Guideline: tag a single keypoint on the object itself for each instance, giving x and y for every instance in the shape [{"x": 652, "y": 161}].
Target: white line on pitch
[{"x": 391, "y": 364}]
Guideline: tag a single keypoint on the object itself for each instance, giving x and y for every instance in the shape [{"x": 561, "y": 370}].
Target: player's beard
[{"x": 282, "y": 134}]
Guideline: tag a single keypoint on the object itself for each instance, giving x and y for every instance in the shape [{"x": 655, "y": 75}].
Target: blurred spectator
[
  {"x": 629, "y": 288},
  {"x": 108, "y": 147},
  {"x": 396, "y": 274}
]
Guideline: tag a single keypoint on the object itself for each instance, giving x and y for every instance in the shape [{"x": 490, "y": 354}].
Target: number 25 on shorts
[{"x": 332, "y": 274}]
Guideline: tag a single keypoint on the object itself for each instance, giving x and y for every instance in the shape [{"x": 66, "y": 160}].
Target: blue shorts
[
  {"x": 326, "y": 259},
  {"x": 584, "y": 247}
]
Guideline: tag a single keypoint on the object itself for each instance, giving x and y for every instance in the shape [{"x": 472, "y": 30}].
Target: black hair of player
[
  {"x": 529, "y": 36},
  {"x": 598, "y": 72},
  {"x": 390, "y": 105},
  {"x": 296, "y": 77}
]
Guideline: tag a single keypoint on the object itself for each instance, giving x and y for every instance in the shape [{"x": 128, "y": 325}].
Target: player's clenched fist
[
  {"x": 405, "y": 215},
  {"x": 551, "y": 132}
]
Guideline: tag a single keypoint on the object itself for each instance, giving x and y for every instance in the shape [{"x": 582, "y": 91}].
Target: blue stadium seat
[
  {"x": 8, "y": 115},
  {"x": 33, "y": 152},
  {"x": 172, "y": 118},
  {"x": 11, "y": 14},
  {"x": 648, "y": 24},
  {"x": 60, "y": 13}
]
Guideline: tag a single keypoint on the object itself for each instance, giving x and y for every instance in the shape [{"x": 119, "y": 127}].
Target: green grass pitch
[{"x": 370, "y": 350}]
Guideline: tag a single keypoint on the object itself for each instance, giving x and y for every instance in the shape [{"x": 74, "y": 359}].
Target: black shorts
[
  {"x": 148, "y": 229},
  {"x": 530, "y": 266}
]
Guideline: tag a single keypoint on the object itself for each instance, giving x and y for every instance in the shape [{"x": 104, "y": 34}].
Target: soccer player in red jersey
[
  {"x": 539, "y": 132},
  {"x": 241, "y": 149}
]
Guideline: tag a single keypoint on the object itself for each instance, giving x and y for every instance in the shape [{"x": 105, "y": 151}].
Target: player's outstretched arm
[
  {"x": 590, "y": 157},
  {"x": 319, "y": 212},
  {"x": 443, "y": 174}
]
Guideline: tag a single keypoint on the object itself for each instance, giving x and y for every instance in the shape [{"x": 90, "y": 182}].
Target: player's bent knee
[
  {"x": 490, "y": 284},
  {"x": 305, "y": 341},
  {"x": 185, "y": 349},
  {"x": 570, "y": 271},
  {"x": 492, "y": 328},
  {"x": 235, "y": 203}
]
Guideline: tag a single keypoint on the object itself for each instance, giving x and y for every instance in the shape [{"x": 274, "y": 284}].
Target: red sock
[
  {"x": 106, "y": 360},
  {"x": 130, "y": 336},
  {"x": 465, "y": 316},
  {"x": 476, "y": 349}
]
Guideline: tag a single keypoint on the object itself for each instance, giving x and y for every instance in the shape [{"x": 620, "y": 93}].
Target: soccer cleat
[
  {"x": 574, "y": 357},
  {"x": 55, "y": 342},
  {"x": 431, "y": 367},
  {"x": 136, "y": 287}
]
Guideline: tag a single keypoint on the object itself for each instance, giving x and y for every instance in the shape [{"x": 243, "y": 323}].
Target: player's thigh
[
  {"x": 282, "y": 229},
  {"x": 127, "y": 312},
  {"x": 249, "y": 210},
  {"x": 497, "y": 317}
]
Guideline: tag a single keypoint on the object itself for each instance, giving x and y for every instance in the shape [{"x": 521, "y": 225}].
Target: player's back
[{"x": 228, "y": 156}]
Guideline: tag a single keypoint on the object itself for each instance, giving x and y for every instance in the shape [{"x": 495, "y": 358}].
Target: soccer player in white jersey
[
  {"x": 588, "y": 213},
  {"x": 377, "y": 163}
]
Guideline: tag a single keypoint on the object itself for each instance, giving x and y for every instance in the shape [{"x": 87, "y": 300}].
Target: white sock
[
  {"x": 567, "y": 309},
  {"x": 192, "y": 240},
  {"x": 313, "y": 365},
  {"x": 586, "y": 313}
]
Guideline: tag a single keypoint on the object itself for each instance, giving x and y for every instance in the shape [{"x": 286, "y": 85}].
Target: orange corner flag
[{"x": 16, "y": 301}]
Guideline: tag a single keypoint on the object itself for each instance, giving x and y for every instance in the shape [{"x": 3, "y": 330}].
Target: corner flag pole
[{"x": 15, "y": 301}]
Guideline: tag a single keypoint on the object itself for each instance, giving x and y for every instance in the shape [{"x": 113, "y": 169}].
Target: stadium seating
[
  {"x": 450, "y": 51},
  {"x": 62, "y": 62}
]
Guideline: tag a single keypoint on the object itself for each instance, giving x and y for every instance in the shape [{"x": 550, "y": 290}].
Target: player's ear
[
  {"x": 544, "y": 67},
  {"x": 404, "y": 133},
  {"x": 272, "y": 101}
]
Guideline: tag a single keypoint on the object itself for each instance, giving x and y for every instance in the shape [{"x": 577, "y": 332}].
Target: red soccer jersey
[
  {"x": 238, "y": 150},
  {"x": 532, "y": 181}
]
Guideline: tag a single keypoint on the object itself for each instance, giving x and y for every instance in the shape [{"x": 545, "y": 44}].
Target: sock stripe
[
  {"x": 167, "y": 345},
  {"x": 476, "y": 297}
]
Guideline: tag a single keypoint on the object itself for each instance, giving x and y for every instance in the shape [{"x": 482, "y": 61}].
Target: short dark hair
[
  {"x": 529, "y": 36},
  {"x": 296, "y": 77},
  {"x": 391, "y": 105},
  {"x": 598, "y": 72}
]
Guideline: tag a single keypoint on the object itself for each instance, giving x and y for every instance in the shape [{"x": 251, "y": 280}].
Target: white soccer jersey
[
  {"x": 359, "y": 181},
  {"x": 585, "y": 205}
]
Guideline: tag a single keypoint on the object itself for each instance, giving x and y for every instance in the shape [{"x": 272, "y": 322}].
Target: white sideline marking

▶ [Задание]: Перечислите все строки приведенных выше записей, в которых встречается слово «white». Регистр букв учитывается.

▶ [Письменный ответ]:
Target: white line on pitch
Target: soccer player in white jersey
Target: white sock
Target: white soccer jersey
Target: white sideline marking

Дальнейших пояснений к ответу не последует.